SELECTED EXCERPT ->
# On Average...



## Ninde'Gold (Oct 21, 2006)

How many strands of fur do you pull out of your mouth or eyes during the day...

I dunno about you guys but for me, its quite a lot!

I bet I could make a hefty little pile out of all the fur I find attached to my eyelids or in my food or in my mouth LOL.

:yuck::curtain:


----------



## Jige (Mar 17, 2011)

My boy is still a pup so I dont have to deal with hair yet. I do have other dogs here in my home and I still dont have any trouble with hair once in a blue moon I find something in the food but more often than not it is my own...LOL


----------



## VickiR (Jun 16, 2011)

With 3 Goldens and 9 cats, I do it quite often. It just comes with the territory


----------



## C's Mom (Dec 7, 2009)

I always wondered what my eyelashes would look like blond - now I know.


----------



## Ninde'Gold (Oct 21, 2006)

Its just gross cuz sometimes my eye will be itchy, then I see a short little fur, but then I start pulling then out comes this really long tail fur that was embedded in my eyeball LOL.


----------



## Wendy427 (Apr 4, 2009)

It's so funny you posted this! I was just thinking about how much of Lacey's hair I pull out of my mouth when I wake up in the morning! (Yes, she lays on the bed next to me). Although it's usually because after I get up, she goes and lays in my spot! Guess I'll have to make the bed!


----------



## Ninde'Gold (Oct 21, 2006)

My mom (who doesnt like dogs that much) is always appalled that I let the dogs up on the bed with us... she thinks its gross...

ENTRIES PROVIDED ->
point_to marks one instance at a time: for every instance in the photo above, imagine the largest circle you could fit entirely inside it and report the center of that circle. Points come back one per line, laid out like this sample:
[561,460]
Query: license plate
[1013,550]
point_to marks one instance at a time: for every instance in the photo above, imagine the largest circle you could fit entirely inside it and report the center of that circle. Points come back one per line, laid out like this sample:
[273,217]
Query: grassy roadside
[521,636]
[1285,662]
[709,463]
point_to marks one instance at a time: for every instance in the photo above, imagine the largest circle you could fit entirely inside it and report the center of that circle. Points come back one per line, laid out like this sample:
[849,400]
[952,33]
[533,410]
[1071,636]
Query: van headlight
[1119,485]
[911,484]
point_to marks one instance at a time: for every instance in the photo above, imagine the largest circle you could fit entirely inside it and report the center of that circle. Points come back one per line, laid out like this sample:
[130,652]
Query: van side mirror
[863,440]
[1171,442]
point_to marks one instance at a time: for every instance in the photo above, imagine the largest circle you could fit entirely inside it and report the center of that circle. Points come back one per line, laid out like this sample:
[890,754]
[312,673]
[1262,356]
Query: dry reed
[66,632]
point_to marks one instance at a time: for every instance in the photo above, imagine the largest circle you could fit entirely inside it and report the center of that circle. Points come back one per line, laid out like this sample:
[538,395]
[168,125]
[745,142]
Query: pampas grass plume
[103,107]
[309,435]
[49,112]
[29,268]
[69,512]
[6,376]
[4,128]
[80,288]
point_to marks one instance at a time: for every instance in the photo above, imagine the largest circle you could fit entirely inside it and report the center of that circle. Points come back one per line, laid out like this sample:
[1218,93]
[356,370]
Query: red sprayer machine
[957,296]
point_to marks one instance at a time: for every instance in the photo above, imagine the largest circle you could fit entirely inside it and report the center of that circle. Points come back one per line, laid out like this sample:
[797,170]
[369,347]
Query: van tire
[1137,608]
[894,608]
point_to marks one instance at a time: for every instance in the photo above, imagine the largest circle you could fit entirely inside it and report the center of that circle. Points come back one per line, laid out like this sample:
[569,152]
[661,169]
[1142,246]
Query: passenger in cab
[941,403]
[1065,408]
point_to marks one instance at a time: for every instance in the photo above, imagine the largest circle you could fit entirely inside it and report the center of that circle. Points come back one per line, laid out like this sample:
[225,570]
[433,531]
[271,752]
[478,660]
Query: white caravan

TASK INSTRUCTIONS ->
- 1) According to the dog fur thread, how many Goldens and how many cats does VickiR have?
- 2) Write out the dog fur thread starting with "Its just gross" and going on through "(Apr 4, 2009)", swapping "tail fur" for "ear fur".
The material is not needed here.

EXERCISE RESPONSES ->
- 1) VickiR has three Goldens and nine cats.

- 2)
Its just gross cuz sometimes my eye will be itchy, then I see a short little fur, but then I start pulling then out comes this really long ear fur that was embedded in my eyeball LOL.


----------



## Wendy427 (Apr 4, 2009)